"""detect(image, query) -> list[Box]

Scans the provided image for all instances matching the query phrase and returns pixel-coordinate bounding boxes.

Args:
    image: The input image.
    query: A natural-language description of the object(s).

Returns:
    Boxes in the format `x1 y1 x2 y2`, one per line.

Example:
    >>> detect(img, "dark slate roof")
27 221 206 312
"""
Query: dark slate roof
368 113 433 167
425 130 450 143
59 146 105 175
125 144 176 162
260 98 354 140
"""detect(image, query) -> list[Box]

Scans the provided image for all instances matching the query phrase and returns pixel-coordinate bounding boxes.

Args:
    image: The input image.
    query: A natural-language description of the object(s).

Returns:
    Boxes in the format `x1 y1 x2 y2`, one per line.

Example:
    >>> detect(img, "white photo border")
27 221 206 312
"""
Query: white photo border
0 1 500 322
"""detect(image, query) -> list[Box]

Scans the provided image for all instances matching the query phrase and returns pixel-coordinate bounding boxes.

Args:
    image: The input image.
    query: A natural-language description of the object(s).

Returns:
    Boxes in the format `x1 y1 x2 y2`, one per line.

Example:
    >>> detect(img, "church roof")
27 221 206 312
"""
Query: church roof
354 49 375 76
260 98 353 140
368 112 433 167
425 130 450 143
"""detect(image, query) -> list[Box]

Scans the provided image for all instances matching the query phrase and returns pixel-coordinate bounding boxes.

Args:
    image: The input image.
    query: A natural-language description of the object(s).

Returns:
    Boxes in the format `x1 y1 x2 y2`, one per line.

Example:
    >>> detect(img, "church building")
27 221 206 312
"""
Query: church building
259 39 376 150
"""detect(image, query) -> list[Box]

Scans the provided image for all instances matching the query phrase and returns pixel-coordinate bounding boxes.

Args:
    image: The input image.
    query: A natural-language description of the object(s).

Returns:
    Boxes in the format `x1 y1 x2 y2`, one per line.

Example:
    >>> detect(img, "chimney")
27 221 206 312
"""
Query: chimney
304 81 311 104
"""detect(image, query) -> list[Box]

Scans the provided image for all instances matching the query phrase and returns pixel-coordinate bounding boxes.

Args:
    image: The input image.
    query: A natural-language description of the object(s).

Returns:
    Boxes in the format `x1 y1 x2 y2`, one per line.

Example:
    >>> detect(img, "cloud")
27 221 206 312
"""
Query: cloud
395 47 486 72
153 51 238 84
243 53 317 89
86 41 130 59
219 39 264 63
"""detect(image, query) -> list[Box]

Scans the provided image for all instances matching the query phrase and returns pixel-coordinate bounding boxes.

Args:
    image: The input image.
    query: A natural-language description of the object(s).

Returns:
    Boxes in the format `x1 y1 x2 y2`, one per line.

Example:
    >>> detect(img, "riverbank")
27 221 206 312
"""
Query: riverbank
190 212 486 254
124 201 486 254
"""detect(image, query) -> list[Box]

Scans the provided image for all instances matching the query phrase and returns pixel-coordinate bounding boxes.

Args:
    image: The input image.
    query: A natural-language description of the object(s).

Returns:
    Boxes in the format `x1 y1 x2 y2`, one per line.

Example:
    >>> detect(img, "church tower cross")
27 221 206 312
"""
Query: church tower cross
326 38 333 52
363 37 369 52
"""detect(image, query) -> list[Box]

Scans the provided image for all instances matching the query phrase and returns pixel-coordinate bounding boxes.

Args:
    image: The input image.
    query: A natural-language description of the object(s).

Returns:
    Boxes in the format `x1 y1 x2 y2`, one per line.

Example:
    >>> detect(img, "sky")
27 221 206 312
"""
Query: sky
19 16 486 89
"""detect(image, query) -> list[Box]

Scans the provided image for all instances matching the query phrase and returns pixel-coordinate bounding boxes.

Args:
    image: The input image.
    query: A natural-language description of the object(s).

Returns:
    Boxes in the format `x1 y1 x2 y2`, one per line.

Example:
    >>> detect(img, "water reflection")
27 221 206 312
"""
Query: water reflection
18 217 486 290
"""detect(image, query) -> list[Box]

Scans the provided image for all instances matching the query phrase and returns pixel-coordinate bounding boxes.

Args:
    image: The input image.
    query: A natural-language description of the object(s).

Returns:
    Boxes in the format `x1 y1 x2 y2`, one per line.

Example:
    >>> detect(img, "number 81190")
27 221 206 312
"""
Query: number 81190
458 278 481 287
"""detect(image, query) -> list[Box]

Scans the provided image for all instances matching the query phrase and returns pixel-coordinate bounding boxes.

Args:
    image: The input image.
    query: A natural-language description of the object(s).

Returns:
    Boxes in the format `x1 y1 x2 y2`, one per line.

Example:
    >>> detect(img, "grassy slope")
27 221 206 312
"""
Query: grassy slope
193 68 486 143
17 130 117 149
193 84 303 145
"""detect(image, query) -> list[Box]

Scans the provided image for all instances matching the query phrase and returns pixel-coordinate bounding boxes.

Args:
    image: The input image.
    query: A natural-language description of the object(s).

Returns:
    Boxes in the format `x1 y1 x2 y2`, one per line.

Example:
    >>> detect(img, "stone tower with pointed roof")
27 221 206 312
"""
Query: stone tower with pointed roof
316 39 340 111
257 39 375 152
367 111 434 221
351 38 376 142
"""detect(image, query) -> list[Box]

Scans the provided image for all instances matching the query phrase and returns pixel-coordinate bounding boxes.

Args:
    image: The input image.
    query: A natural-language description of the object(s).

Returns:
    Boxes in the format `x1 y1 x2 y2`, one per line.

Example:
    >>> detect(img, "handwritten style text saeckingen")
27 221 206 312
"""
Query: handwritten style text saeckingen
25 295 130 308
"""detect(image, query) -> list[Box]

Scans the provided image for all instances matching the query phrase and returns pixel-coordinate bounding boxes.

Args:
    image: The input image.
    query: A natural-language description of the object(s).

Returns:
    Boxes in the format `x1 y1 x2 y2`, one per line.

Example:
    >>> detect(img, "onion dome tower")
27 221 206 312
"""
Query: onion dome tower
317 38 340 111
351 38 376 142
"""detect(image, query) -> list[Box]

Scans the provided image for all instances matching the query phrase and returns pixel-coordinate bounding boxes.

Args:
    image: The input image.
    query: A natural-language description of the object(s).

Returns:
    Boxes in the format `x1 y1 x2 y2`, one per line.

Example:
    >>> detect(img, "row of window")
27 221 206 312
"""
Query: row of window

++++++

Put every line from the start of the items up to and including the line containing "259 39 376 150" into a Markdown table with two columns, Row and Line. Number each row and leave out blank lines.

## COMPLETE ANSWER
| Row | Line |
|---|---|
| 1 | """detect(image, query) -> list[Box] |
| 2 | Scans the provided image for all instances matching the query phrase and returns pixel-coordinate bounding boxes. |
| 3 | Args: |
| 4 |     image: The input image. |
| 5 |     query: A natural-language description of the object(s). |
| 6 | Returns: |
| 7 |     Boxes in the format `x1 y1 x2 y2`, one per line. |
| 8 | Example: |
| 9 |     >>> detect(img, "dark slate roof") |
| 10 | 27 221 206 312 |
| 11 | """ |
| 12 | Query: dark slate roof |
| 13 | 368 113 433 167 |
| 14 | 425 130 450 143 |
| 15 | 59 146 105 175 |
| 16 | 125 144 176 162 |
| 17 | 260 98 354 140 |
| 18 | """detect(image, query) -> list[Box] |
| 19 | Scans the provided image for all instances matching the query phrase and returns pixel-coordinate bounding boxes. |
| 20 | Args: |
| 21 |     image: The input image. |
| 22 |     query: A natural-language description of the object(s). |
| 23 | Returns: |
| 24 |     Boxes in the format `x1 y1 x2 y2`, one per line. |
| 25 | Example: |
| 26 |     >>> detect(img, "white photo border") |
| 27 | 27 221 206 312 |
| 28 | """ |
| 29 | Query: white photo border |
| 30 | 0 1 500 322 |
| 31 | """detect(image, query) -> list[Box] |
| 32 | Scans the provided image for all instances matching the query phrase and returns pixel-coordinate bounding boxes. |
| 33 | Args: |
| 34 |     image: The input image. |
| 35 |     query: A natural-language description of the object(s). |
| 36 | Returns: |
| 37 |     Boxes in the format `x1 y1 x2 y2`, one per line. |
| 38 | Example: |
| 39 |     >>> detect(img, "church roof") |
| 40 | 27 221 206 312 |
| 41 | """ |
| 42 | Query: church roof |
| 43 | 354 49 375 76 |
| 44 | 260 98 353 140 |
| 45 | 368 112 433 167 |
| 46 | 425 130 450 143 |
| 47 | """detect(image, query) -> list[Box] |
| 48 | Scans the provided image for all instances matching the query phrase and returns pixel-coordinate bounding boxes. |
| 49 | Args: |
| 50 |     image: The input image. |
| 51 |     query: A natural-language description of the object(s). |
| 52 | Returns: |
| 53 |     Boxes in the format `x1 y1 x2 y2`, one per line. |
| 54 | Example: |
| 55 |     >>> detect(img, "church building") |
| 56 | 27 221 206 312 |
| 57 | """ |
| 58 | Query: church building |
| 59 | 259 39 376 150 |